#### THE DATA ####

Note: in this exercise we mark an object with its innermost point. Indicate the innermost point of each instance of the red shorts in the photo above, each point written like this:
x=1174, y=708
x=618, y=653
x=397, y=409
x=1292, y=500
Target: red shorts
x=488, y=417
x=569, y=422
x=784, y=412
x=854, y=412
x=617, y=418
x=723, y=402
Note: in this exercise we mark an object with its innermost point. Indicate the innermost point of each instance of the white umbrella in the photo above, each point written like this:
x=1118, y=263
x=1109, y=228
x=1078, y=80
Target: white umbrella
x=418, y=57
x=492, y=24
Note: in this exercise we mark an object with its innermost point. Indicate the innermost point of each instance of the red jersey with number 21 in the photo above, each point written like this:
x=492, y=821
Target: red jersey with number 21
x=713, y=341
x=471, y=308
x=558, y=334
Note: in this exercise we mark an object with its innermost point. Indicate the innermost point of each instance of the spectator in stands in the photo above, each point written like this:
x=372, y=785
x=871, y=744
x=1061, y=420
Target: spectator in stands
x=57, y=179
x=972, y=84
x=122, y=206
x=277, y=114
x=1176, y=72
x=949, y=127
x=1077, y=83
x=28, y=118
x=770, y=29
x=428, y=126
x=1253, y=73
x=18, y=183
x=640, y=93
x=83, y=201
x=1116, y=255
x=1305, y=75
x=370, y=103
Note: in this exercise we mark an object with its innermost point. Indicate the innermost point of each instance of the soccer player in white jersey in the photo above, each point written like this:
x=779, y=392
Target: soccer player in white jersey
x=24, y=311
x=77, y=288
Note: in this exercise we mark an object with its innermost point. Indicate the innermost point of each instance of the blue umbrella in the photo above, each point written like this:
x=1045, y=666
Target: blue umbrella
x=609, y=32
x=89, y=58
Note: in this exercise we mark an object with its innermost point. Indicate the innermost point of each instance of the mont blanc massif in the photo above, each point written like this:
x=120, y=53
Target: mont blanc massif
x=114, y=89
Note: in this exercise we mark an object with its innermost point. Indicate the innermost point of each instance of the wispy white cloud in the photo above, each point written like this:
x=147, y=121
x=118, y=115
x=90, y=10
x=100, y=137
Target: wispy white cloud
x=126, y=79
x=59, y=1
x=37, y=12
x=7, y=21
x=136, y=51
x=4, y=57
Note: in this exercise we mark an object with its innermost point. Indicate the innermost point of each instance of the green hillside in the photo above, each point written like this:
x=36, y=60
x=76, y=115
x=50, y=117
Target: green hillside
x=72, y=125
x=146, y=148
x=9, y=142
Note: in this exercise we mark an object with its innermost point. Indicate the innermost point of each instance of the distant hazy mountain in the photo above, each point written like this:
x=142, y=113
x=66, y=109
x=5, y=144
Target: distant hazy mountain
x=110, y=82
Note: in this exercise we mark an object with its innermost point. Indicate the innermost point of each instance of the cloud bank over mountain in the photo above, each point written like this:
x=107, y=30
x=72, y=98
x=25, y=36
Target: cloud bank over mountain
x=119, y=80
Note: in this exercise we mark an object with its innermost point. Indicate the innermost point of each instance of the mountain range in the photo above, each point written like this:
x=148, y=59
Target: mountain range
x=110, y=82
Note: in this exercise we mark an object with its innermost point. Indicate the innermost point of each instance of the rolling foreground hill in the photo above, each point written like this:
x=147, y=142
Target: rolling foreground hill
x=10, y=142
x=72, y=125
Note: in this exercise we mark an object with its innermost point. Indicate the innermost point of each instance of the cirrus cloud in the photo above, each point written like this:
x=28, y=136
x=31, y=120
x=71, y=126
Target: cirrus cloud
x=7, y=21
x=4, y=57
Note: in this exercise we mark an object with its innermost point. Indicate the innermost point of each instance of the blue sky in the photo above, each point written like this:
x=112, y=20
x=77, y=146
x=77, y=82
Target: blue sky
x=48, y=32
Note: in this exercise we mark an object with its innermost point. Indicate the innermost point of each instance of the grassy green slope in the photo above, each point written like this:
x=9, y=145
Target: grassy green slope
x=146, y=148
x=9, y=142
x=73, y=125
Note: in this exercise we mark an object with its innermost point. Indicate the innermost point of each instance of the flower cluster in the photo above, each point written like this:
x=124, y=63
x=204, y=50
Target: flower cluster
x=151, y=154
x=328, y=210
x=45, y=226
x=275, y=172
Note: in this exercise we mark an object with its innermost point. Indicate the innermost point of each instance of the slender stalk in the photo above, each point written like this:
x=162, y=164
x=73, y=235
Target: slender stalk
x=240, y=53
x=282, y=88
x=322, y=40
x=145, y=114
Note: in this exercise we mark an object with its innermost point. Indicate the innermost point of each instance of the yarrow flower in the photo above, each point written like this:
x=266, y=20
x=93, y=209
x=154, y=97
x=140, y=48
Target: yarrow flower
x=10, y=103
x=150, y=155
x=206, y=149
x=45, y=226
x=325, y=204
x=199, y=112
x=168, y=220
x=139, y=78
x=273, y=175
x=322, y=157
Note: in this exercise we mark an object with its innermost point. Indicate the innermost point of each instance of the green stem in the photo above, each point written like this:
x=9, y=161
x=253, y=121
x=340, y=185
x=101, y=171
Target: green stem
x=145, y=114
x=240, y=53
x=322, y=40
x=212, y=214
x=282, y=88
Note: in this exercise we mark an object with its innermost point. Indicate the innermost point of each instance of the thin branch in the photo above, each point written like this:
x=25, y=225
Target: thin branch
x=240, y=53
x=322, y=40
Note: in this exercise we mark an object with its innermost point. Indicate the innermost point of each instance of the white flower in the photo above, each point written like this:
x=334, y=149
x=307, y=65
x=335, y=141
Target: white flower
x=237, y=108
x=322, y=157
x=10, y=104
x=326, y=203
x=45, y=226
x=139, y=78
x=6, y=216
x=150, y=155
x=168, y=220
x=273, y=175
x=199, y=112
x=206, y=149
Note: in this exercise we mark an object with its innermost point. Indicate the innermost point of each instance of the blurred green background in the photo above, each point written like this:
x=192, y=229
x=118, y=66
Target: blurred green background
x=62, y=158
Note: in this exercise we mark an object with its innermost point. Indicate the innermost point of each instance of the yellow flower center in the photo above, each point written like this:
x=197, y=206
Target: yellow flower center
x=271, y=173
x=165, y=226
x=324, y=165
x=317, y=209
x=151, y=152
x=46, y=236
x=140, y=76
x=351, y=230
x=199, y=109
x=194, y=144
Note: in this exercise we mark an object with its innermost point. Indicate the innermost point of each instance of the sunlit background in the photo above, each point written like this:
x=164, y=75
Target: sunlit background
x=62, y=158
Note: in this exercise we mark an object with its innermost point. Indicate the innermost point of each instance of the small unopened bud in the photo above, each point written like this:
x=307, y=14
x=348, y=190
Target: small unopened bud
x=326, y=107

####

### GIVEN INSTRUCTION
Emit the full listing verbatim.

### TASK SOLUTION
Note: in this exercise we mark an object with its innermost point. Indicate the innermost point of each instance of the red shorts in the photo above, each point written like this:
x=1174, y=708
x=618, y=653
x=397, y=409
x=1292, y=500
Target: red shorts
x=488, y=417
x=569, y=422
x=784, y=412
x=854, y=412
x=617, y=418
x=723, y=402
Note: in this exercise we mark an object with its innermost point. Indicate the innermost point of each instance of the white umbrella in the photo above, each point written like this:
x=1118, y=263
x=1109, y=228
x=1078, y=80
Target: white umbrella
x=418, y=57
x=492, y=24
Note: in this exercise we mark an object with its innermost point. Indicate the innermost point of each instance of the red jersey with number 21 in the photo above, each point written like this:
x=492, y=821
Target: red jersey with number 21
x=713, y=341
x=471, y=308
x=558, y=334
Note: in this exercise we mark an object with its innermost point. Indicate the innermost point of each instance of the spectator in stands in the photo above, each point written like this:
x=372, y=785
x=871, y=744
x=1061, y=420
Target: spectator in stands
x=57, y=179
x=972, y=84
x=122, y=206
x=277, y=114
x=1176, y=72
x=949, y=127
x=1077, y=83
x=28, y=118
x=770, y=29
x=428, y=126
x=1253, y=73
x=18, y=183
x=640, y=93
x=83, y=201
x=1116, y=255
x=1305, y=75
x=370, y=103
Note: in this exercise we mark an object with its innermost point. Indicate the innermost point of each instance of the soccer player in white jersey in the photo above, each point written like this:
x=779, y=392
Target: soccer player in white jersey
x=24, y=311
x=77, y=288
Note: in this exercise we mark an object with its innermost point. Indicate the innermost point of each instance of the blue umbrella in the photo above, each point written like this:
x=1045, y=666
Target: blue umbrella
x=609, y=32
x=89, y=58
Note: in this exercise we mark an object with its innermost point. Indicate the innermost point of each instance of the mont blanc massif in the photo above, each point written like this:
x=120, y=53
Target: mont blanc massif
x=114, y=89
Note: in this exercise we mark an object with its innermost point. Indicate the innermost point of each instance of the wispy white cloud in the photo above, each point written like this:
x=147, y=121
x=118, y=115
x=90, y=10
x=100, y=137
Target: wispy white cloud
x=126, y=79
x=59, y=1
x=37, y=12
x=7, y=21
x=136, y=51
x=4, y=57
Note: in this exercise we mark an object with its innermost point. Indicate the innermost point of each instance of the green hillside in the photo above, each point written like this:
x=36, y=60
x=76, y=115
x=50, y=117
Target: green hillside
x=72, y=125
x=146, y=148
x=9, y=142
Note: in this exercise we mark an object with its innermost point. Indicate the innermost point of each instance of the distant hazy mountain in the photo above, each point written like this:
x=142, y=113
x=66, y=109
x=5, y=144
Target: distant hazy mountain
x=110, y=82
Note: in this exercise we mark an object with its innermost point. Indicate the innermost point of each instance of the cloud bank over mountain in the photo above, each point written like this:
x=107, y=30
x=72, y=98
x=25, y=36
Target: cloud bank over mountain
x=119, y=80
Note: in this exercise we mark an object with its innermost point. Indicate the innermost point of each instance of the mountain range in the photo above, each point written like this:
x=148, y=59
Target: mountain range
x=110, y=82
Note: in this exercise we mark an object with its innermost point. Indicate the innermost point of each instance of the rolling foreground hill in the photo above, each point written like this:
x=147, y=142
Target: rolling foreground hill
x=10, y=142
x=72, y=125
Note: in this exercise we mark an object with its innermost point. Indicate the innermost point of each instance of the cirrus cloud in the photo above, each point written like this:
x=28, y=136
x=31, y=120
x=71, y=126
Target: cirrus cloud
x=7, y=21
x=4, y=57
Note: in this exercise we mark an object with its innermost point. Indicate the innermost point of each instance of the blue sky in the photo above, each point written like this:
x=112, y=20
x=77, y=146
x=77, y=82
Target: blue sky
x=48, y=32
Note: in this exercise we mark an object with its innermost point. Indicate the innermost point of each instance of the grassy green slope in the photo above, each point written like this:
x=9, y=145
Target: grassy green slope
x=146, y=148
x=9, y=142
x=73, y=125
Note: in this exercise we mark an object with its innermost point. Indicate the innermost point of each instance of the flower cluster in the photo above, each point written like this:
x=124, y=63
x=204, y=50
Target: flower cluster
x=151, y=154
x=328, y=210
x=45, y=226
x=275, y=172
Note: in this exercise we mark an object with its innermost point. Indicate the innermost point of each instance of the slender stalk in the photo above, each point written like this:
x=162, y=164
x=73, y=235
Target: slender stalk
x=240, y=53
x=282, y=88
x=322, y=40
x=145, y=114
Note: in this exercise we mark an object with its innermost point. Indicate the innermost point of each instance of the yarrow flower in the photo above, each point written like this:
x=266, y=20
x=93, y=209
x=154, y=97
x=140, y=48
Target: yarrow flower
x=10, y=103
x=150, y=155
x=206, y=149
x=45, y=226
x=325, y=204
x=199, y=112
x=168, y=220
x=139, y=78
x=273, y=175
x=322, y=157
Note: in this exercise we mark an object with its innermost point. Indicate the innermost point of each instance of the green stem in the photo above, each point written like this:
x=9, y=161
x=253, y=121
x=340, y=185
x=101, y=171
Target: green stem
x=145, y=114
x=240, y=53
x=322, y=40
x=212, y=214
x=282, y=88
Note: in this exercise we mark an object with its innermost point. Indicate the innermost point of each instance of the thin branch in the photo above, each point written like this:
x=25, y=225
Target: thin branch
x=240, y=53
x=322, y=40
Note: in this exercise we mark an object with its innermost point. Indicate the innermost point of each instance of the white flower in the photo above, each point written like this:
x=334, y=149
x=307, y=65
x=335, y=141
Target: white flower
x=237, y=108
x=322, y=157
x=10, y=104
x=326, y=203
x=45, y=226
x=139, y=78
x=6, y=216
x=150, y=155
x=168, y=220
x=273, y=175
x=199, y=112
x=206, y=149
Note: in this exercise we mark an object with its innermost point. Indicate the innermost point of each instance of the blurred green background in the photo above, each point written like this:
x=192, y=229
x=118, y=66
Target: blurred green background
x=62, y=158
Note: in this exercise we mark an object with its innermost point. Indicate the innermost point of each instance of the yellow flower center in the photo above, each point written like this:
x=197, y=206
Target: yellow flower center
x=271, y=173
x=165, y=226
x=324, y=165
x=317, y=209
x=151, y=152
x=46, y=236
x=140, y=76
x=351, y=230
x=199, y=109
x=194, y=144
Note: in this exercise we mark an object with its innermost point. Indicate the innermost point of each instance of the sunlit background in the photo above, each point written like this:
x=164, y=75
Target: sunlit background
x=62, y=158
Note: in this exercise we mark an object with its innermost point. Indicate the innermost point of each instance of the small unopened bud in the photo above, each point written like this:
x=307, y=14
x=348, y=190
Target: small unopened bud
x=326, y=107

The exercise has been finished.